_Task directions_
Count how many lines of the material below contain the string "building", treating uppercase and lowercase as different, and reply with the number alone.

_Entries labeling object positions_
* * * *
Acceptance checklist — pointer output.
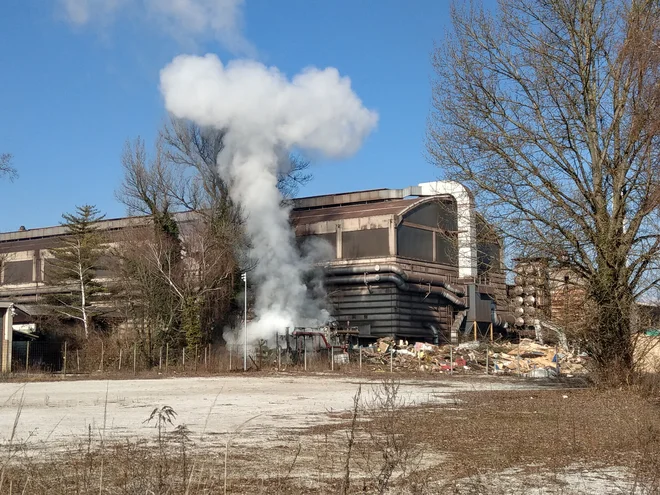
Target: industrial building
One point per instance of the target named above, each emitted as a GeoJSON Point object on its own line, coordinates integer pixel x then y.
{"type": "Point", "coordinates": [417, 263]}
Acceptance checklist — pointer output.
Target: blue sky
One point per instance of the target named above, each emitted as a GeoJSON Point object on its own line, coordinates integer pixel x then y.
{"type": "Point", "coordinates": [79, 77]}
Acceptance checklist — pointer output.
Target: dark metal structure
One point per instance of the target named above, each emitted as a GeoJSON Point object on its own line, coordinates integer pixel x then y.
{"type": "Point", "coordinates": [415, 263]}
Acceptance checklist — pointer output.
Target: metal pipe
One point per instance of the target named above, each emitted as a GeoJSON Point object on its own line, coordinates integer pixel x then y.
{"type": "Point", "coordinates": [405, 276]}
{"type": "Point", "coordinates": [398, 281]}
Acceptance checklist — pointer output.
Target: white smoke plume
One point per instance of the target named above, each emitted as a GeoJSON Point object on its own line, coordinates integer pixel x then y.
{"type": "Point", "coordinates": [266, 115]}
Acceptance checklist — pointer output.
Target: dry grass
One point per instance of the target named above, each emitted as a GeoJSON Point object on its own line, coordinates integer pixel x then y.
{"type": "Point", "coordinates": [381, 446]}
* * * *
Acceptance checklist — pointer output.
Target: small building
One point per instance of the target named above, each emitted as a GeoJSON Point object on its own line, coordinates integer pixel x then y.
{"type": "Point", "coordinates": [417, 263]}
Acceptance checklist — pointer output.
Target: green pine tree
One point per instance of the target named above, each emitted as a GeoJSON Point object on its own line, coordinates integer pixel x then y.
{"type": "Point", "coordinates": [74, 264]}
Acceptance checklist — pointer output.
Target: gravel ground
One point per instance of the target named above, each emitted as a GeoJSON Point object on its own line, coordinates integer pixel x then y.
* * * *
_Exercise result_
2